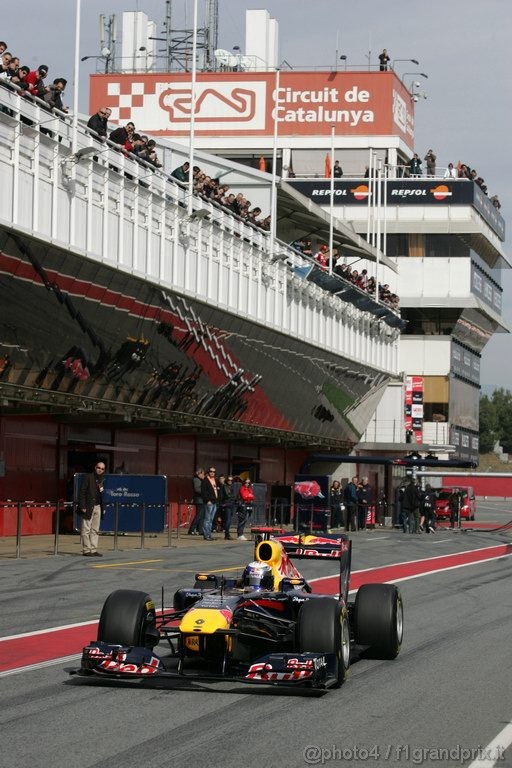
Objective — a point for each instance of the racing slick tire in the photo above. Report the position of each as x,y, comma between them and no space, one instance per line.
323,627
128,618
379,619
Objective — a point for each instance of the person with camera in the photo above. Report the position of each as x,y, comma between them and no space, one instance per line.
245,506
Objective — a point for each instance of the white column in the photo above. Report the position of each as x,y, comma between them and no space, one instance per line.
273,196
331,216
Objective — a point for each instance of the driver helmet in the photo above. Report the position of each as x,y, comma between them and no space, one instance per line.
258,576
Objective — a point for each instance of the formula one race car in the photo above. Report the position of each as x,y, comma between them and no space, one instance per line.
266,627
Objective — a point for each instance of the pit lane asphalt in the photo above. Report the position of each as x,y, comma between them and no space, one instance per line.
449,687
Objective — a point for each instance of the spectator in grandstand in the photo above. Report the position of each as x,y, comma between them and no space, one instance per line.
53,96
253,215
5,61
430,160
415,165
152,157
384,60
181,173
20,78
122,136
12,67
481,183
321,256
35,80
98,123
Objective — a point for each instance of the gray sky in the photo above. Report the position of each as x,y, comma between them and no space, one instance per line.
463,46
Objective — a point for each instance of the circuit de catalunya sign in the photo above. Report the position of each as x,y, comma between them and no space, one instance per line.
248,103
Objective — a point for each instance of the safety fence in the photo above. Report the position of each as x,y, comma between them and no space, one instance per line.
33,527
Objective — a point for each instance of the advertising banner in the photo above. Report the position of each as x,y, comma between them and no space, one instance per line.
414,407
246,103
130,492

---*---

→ Stated task:
Reproduce every one of the records above with "photo" swapped for "image" throughout, leaving all other text unchanged. Omit the pictures from the answer.

→ The answer:
Objective — a point for each instance of the racing slick tire in the image above. Report the position of each as x,y, comma between them and no space, one instance per line.
323,627
128,618
379,619
Objective — a point for each instance of the person with camera in the image above. Report the position of each as x,y, comma between them and no space, one instance per line.
245,506
Objective — a point for each instance of the white column in the image above. Report the position of each as x,y, comma between them and no space, one instance per line.
273,196
331,216
Objective — a point for each instance of the driver helmet in the image above. Report the position of each as x,y, comma between them and no space, one instance per line.
258,576
Objective — a point for each instance of the formula one race car in the image above. Report the position of each as x,y, comma between them and no space, one instance per line.
266,627
Objective — a point for each instance of the pit lane asphalt in the image above. Report the position of each as x,y, comma between them and no space, one instance per line.
449,687
Objective — a point for each instance of the spectator in grandstand in the image above. Report the position of each as x,y, comma between them and no space, one instance per line.
53,96
253,215
5,61
430,160
415,165
152,157
384,60
181,173
20,78
122,136
12,67
481,183
321,256
35,80
98,123
Objective — a point for each instance of the gray sky in the image above. Report the position of each as x,y, comma between them and no space, one instance per line.
463,46
Objective — a point for each instance of the circuit de catalunya sign in the image above. Report the position of each as x,y, comma between them and no space, one instance per line.
248,103
Objective — a point for each instance of the safety fence in the image above. Report the position of each as x,y, comma between them and no space, one instance per line.
33,527
Objective — a point for each instance of the advertising banner in the image above. Report the position of each as x,y, comma between them and no space, one instance per line.
414,407
246,103
130,492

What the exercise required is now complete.